# start of Data listing

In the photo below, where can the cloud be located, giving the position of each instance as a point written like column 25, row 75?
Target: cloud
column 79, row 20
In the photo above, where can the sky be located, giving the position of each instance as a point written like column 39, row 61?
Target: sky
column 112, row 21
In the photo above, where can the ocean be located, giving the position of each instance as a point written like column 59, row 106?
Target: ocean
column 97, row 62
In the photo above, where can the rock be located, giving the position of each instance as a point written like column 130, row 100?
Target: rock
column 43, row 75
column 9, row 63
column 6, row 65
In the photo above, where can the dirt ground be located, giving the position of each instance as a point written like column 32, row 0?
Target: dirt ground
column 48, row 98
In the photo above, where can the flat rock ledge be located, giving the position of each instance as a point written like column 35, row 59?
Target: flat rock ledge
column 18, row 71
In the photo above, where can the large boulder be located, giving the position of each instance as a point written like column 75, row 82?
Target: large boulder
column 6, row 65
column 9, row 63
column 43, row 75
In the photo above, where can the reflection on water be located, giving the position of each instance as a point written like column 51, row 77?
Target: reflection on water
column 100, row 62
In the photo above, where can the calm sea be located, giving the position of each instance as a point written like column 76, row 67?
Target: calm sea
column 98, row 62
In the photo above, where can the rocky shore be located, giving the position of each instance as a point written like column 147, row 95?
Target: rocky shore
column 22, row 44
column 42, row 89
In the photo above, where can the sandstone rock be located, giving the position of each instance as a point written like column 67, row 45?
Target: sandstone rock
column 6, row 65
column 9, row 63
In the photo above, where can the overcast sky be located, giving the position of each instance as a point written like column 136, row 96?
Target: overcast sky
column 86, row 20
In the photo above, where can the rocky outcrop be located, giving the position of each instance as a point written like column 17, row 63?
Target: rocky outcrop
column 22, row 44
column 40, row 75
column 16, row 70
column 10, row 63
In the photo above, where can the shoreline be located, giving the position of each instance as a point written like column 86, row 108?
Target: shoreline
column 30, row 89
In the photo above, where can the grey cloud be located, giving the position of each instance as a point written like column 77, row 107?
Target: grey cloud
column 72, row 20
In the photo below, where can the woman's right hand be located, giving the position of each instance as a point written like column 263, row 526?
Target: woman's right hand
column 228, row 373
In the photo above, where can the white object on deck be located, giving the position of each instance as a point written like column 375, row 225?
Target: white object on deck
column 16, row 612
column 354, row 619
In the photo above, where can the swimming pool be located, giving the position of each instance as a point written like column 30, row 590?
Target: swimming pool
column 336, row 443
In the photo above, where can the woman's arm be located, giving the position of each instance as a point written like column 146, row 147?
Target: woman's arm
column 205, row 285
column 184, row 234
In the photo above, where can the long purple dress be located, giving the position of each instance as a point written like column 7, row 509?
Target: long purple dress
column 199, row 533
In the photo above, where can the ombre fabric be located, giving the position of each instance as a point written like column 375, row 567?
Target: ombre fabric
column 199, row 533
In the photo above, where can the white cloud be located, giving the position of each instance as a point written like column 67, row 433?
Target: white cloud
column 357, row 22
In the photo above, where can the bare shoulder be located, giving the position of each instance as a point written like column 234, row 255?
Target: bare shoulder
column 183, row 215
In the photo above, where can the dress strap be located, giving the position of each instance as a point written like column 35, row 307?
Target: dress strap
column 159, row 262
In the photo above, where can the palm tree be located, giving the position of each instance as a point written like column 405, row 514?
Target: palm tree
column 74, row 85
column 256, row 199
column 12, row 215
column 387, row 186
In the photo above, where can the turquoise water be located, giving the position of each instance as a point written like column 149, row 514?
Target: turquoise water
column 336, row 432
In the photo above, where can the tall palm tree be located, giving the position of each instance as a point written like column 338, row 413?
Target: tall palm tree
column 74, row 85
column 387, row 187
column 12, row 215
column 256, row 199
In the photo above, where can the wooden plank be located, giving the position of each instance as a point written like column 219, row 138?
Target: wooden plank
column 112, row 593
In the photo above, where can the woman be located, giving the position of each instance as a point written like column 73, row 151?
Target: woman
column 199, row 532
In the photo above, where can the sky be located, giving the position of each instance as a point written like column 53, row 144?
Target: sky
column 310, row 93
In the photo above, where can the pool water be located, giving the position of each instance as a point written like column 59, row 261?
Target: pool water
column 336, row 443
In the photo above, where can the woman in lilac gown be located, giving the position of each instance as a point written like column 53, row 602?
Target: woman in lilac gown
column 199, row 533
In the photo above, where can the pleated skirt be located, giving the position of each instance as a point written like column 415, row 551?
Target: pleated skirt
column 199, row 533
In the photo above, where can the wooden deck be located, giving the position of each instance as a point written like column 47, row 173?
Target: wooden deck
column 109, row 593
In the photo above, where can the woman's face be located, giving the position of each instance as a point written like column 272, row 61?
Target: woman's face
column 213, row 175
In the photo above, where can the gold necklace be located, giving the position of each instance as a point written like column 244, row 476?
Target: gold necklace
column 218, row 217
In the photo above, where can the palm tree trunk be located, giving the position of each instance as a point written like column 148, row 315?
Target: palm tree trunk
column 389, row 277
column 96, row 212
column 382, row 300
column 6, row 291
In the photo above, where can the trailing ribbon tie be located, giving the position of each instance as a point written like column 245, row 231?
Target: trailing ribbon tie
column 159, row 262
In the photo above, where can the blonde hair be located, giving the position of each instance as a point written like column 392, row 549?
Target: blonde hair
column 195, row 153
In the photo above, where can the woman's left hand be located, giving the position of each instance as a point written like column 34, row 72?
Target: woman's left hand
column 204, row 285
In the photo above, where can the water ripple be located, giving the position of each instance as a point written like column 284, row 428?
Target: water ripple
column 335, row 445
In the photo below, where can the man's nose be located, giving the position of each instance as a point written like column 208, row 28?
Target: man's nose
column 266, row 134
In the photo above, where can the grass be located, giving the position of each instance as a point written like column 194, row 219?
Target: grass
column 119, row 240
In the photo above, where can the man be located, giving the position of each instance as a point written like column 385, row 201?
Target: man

# end of Data listing

> Problem to work on: Copy all of the lines above verbatim, changing nothing.

> Exercise result:
In the photo below, where can the cloud be located, giving the position of each instance as a point written like column 25, row 75?
Target: cloud
column 79, row 20
In the photo above, where can the sky be located, giving the position of each instance as a point written like column 39, row 61?
Target: sky
column 112, row 21
In the photo above, where can the ocean be located, giving the position of each instance as a point written like column 59, row 106?
Target: ocean
column 97, row 62
In the photo above, where can the rock be located, giving the position of each instance as a point written like column 130, row 100?
Target: rock
column 43, row 75
column 9, row 63
column 6, row 65
In the photo above, where can the dirt ground be located, giving the position of each instance as a point written like column 32, row 0?
Target: dirt ground
column 48, row 98
In the photo above, where can the flat rock ledge be located, giving the position of each instance as a point written like column 35, row 59?
Target: flat rock ledge
column 18, row 71
In the photo above, where can the large boulder be located, giving the position of each instance as a point written like column 75, row 82?
Target: large boulder
column 6, row 65
column 9, row 63
column 43, row 75
In the photo above, where can the reflection on water be located, giving the position of each instance as a point written like column 51, row 77?
Target: reflection on water
column 100, row 62
In the photo above, where can the calm sea be located, giving the position of each instance as a point written like column 76, row 67?
Target: calm sea
column 98, row 62
In the photo above, where can the rocky shore be located, giving the position of each instance as a point written like column 147, row 95?
Target: rocky shore
column 22, row 44
column 42, row 89
In the photo above, where can the sandstone rock be located, giving the position of each instance as a point written like column 67, row 45?
Target: sandstone rock
column 6, row 65
column 9, row 63
In the photo above, where can the overcast sky be located, giving the position of each instance as a point written like column 136, row 96?
Target: overcast sky
column 86, row 20
In the photo above, where can the rocky outcrop be located, giving the position of each instance as a point written like column 17, row 63?
Target: rocky outcrop
column 22, row 44
column 40, row 75
column 16, row 70
column 10, row 63
In the photo above, where can the shoreline be located, giving the position of each instance as a point written like column 86, row 108?
Target: shoreline
column 30, row 89
In the photo above, where can the grey cloud be located, giving the position of each instance as a point written like column 77, row 107?
Target: grey cloud
column 72, row 20
In the photo below, where can the woman's right hand be located, giving the position of each instance as a point written like column 263, row 526?
Target: woman's right hand
column 228, row 373
In the photo above, where can the white object on deck be located, giving the position of each instance as a point written like column 375, row 225?
Target: white object on deck
column 16, row 612
column 354, row 619
In the photo above, where can the swimming pool be located, giving the position of each instance as a point written like column 30, row 590?
Target: swimming pool
column 336, row 443
In the photo above, where can the woman's arm be located, giving the position of each instance as a point written like column 146, row 147?
Target: woman's arm
column 205, row 285
column 184, row 234
In the photo above, where can the long purple dress be located, giving the position of each instance as a point written like column 7, row 509?
Target: long purple dress
column 199, row 533
In the photo above, where can the ombre fabric be located, giving the position of each instance as a point written like column 375, row 567?
Target: ombre fabric
column 199, row 533
In the photo above, where can the white cloud be located, giving the position of each instance as a point written like column 67, row 433?
Target: white cloud
column 357, row 22
In the photo above, where can the bare shoulder be located, giving the position of each instance as a point written like column 234, row 255?
Target: bare shoulder
column 183, row 215
In the photo above, where can the dress strap be located, giving the position of each instance as a point written like column 35, row 307?
Target: dress strap
column 159, row 262
In the photo above, where can the palm tree be located, giving the position of each instance as a point written like column 405, row 514?
Target: palm tree
column 74, row 85
column 256, row 199
column 12, row 215
column 387, row 186
In the photo above, where can the turquoise water be located, giving the position of each instance as a point written like column 149, row 514?
Target: turquoise water
column 336, row 432
In the photo above, where can the tall palm tree be located, giving the position of each instance as a point written like column 338, row 413?
Target: tall palm tree
column 74, row 85
column 387, row 187
column 12, row 215
column 256, row 199
In the photo above, where can the wooden plank be located, giving the position of each instance as a point written like column 219, row 138?
Target: wooden plank
column 112, row 593
In the photo above, where can the woman be located, giving the position of each instance as a point written like column 73, row 151?
Target: woman
column 199, row 532
In the photo above, where can the sky be located, giving the position of each instance as a point written like column 53, row 144?
Target: sky
column 310, row 93
In the photo above, where can the pool water be located, giving the position of each instance as a point written like column 59, row 261?
Target: pool water
column 336, row 443
In the photo above, where can the woman in lilac gown be located, giving the position of each instance as a point written like column 53, row 602?
Target: woman in lilac gown
column 199, row 533
In the photo above, where can the pleated skirt be located, giving the position of each instance as a point written like column 415, row 551?
Target: pleated skirt
column 199, row 533
In the photo above, where can the wooden deck be located, giving the position of each instance as a point written like column 47, row 173?
Target: wooden deck
column 109, row 593
In the photo above, where can the woman's face be located, giving the position of each instance as a point written like column 272, row 61?
Target: woman's face
column 213, row 175
In the photo above, where can the gold necklace be located, giving the position of each instance as a point written like column 244, row 476?
Target: gold necklace
column 218, row 217
In the photo above, where can the palm tree trunk be located, giving the position of each instance as a point written like column 148, row 315?
Target: palm tree trunk
column 389, row 277
column 96, row 212
column 382, row 300
column 6, row 291
In the photo above, where can the trailing ribbon tie be located, giving the position of each instance as a point written like column 245, row 231?
Target: trailing ribbon tie
column 159, row 262
In the photo above, where can the blonde hair be located, giving the position of each instance as a point written like column 392, row 549?
Target: blonde hair
column 195, row 153
In the photo above, where can the woman's left hand be located, giving the position of each instance as a point written like column 34, row 72?
Target: woman's left hand
column 204, row 285
In the photo above, where can the water ripple be located, giving the position of each instance as a point written like column 284, row 428?
Target: water ripple
column 335, row 445
In the photo below, where can the man's nose be located, giving the position of each instance as a point written like column 208, row 28?
Target: man's nose
column 266, row 134
In the photo above, where can the grass be located, giving the position of each instance as a point written like column 194, row 219?
Target: grass
column 119, row 240
In the photo above, where can the man be located, giving the position of each instance as a point written like column 385, row 201?
Target: man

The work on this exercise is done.